═══ SELECTED EXTRACT

Overview
In this post I will descibe how to use a combination of tools to speed up hyperparameter optimisation tasks. Instructions are provided here for Ubuntu, but could reasonably be applied to any *nix system. My motivation was the long queue wait times to use my university’s supercomputer resources, so I hijacked the school’s computer lab and ran a large number of experiments in parallel using the process described here.
It can also be ran on Sun Grid Engine (SGE) with extra wrapper scripts, although I found my desktop + SGE head node ran all the models before the SGE jobs could run.
What is Hyperparameter Optimisation?
Hyperparameter Optimisation (HO) is a method choosing the optimal paramters for a machine learning task. These parameters include things like:
- Number of layers
- Learning rate
- Batch size
- Layer types
- Dropout
- Optimiser algorithm (SGD, Adam, rmsprop etc.)
It may not be immediately obvious for any given problem what network configuration is best for a given task, so we can use hyperparameter optimisation decide for us by intelligently iterating through a search space of the parameters you want to optimise. Hyperopt uses Tree-Structure Parzen estimators and is quite good at rapidly deciding on an optimal set of parameters. It works by running and evaluating a model, returning a loss score and then running another model with slightly different parameters that aim to minimise the error score. The hard part for you, is devising a search space for your problem, which may be quite large. To save time, we can run these models simultaneously across any number of machines, and even have each machine run multiple models (provided it has enough cores).
Luckily there are python libraries that do all this hard work for us!
Requirements
You will need:
- Python with the following packages installed
- theano, tensorflow or tensorflow-gpu
- hyperopt
- hyperas
- pymongo
- pssh
- A bunch of machines with all of the above installed
- A single Mongodb instance with a
jobs
database
I strongly recommend using pyenv to use an up to date version of python and to prevent our installed packages from conflicting with system ones.

══════

▶ _TASKS_:
- a) Translate this sentence from the hyperparameter optimization guide into Spanish: "Hyperopt uses Tree-Structure Parzen estimators and is quite good at rapidly deciding on an optimal set of parameters."
- b) Using the hyperparameter optimization guide, answer these questions:
(i) For which operating system are the instructions provided?
(ii) What motivation does the guide give for the approach it describes?
(iii) Which tool does the guide strongly recommend to keep installed packages from conflicting with system ones?

═══ PROVIDED MATERIAL

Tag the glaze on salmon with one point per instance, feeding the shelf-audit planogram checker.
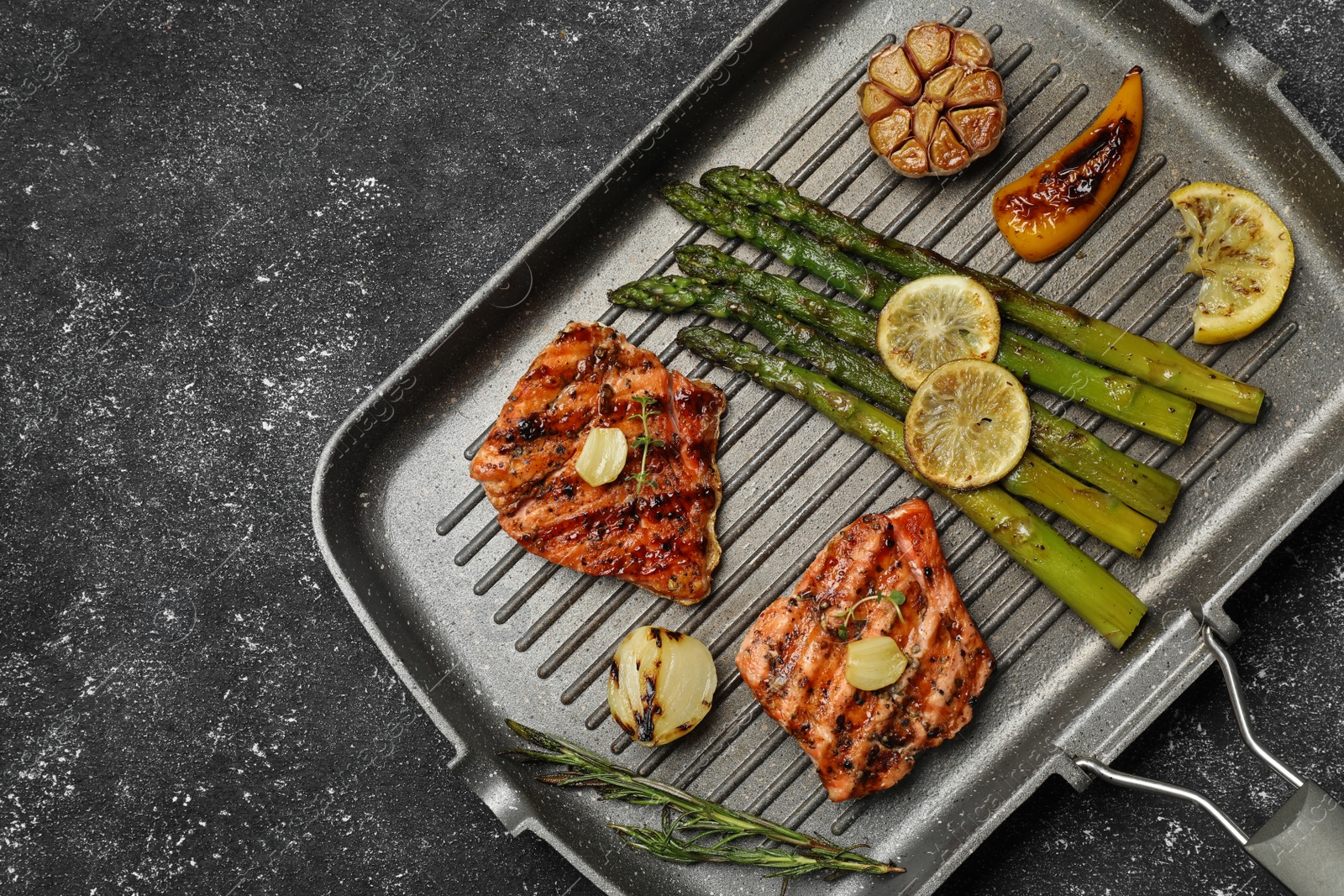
(793, 658)
(659, 537)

══════

▶ _RESULTS OF THE EXERCISE_:
- a) Hyperopt utiliza estimadores de Parzen con estructura de árbol y es bastante bueno para decidir rápidamente un conjunto óptimo de parámetros.

- b)
(i) Ubuntu.
(ii) The long queue wait times to use the university's supercomputer resources.
(iii) pyenv.